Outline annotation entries

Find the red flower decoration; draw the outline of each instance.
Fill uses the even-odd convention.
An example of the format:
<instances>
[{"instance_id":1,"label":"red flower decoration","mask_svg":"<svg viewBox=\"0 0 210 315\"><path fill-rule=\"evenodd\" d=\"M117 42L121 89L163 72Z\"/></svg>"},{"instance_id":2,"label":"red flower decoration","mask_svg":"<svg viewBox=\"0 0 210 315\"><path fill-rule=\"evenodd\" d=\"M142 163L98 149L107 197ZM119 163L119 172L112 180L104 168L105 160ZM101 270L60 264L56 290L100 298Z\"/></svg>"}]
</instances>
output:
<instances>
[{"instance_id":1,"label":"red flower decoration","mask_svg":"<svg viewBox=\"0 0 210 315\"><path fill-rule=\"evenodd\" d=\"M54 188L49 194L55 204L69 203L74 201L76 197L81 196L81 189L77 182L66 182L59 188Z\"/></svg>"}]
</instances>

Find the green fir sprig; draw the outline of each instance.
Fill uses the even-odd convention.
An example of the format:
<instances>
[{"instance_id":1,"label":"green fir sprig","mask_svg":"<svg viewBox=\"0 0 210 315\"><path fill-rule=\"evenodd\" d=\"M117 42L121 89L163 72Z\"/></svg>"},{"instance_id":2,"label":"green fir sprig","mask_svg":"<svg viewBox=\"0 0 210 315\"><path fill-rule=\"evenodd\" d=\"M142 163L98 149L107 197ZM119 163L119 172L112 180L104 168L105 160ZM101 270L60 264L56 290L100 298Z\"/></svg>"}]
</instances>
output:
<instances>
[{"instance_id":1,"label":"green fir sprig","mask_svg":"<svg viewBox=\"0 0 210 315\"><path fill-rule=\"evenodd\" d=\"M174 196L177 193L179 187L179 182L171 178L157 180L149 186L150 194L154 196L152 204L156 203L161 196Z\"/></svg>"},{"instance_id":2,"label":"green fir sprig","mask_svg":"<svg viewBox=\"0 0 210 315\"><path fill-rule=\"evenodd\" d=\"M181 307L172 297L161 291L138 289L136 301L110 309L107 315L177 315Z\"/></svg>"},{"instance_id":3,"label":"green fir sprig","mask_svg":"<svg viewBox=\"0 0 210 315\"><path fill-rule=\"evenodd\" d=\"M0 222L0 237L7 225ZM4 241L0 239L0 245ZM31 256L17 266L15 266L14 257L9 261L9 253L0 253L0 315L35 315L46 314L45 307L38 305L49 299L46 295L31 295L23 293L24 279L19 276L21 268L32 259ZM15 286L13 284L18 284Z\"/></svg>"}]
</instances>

--- Task directions ---
Lay out the entries as a two-column CSV with the header row instruction,answer, beginning at the line containing "Find the green" and continuing through the end of the entries. Give one row per entry, with its text and its answer each in a single quoted field and line breaks replaced by spaces.

--- Response below ---
instruction,answer
"Find the green fir sprig; draw the outline of each instance. Fill uses the even-odd convention. An example of the format: <instances> [{""instance_id"":1,""label"":""green fir sprig"",""mask_svg"":""<svg viewBox=\""0 0 210 315\""><path fill-rule=\""evenodd\"" d=\""M117 42L121 89L163 72Z\""/></svg>""},{""instance_id"":2,""label"":""green fir sprig"",""mask_svg"":""<svg viewBox=\""0 0 210 315\""><path fill-rule=\""evenodd\"" d=\""M142 163L98 149L107 197ZM119 163L119 172L112 180L104 168L105 160ZM101 270L60 264L56 290L100 298Z\""/></svg>""}] </instances> output:","<instances> [{""instance_id"":1,""label"":""green fir sprig"",""mask_svg"":""<svg viewBox=\""0 0 210 315\""><path fill-rule=\""evenodd\"" d=\""M174 196L177 193L179 187L179 182L171 178L157 180L149 186L150 194L154 196L152 204L156 203L161 196Z\""/></svg>""},{""instance_id"":2,""label"":""green fir sprig"",""mask_svg"":""<svg viewBox=\""0 0 210 315\""><path fill-rule=\""evenodd\"" d=\""M181 307L172 297L161 291L138 289L136 301L110 309L107 315L177 315Z\""/></svg>""},{""instance_id"":3,""label"":""green fir sprig"",""mask_svg"":""<svg viewBox=\""0 0 210 315\""><path fill-rule=\""evenodd\"" d=\""M0 222L0 237L7 225ZM4 241L0 239L0 245ZM31 256L17 266L15 266L14 257L9 261L9 253L0 253L0 315L35 315L46 314L45 307L38 305L49 299L46 295L31 295L23 293L24 279L19 276L21 268L32 259ZM15 286L13 284L18 284Z\""/></svg>""}] </instances>"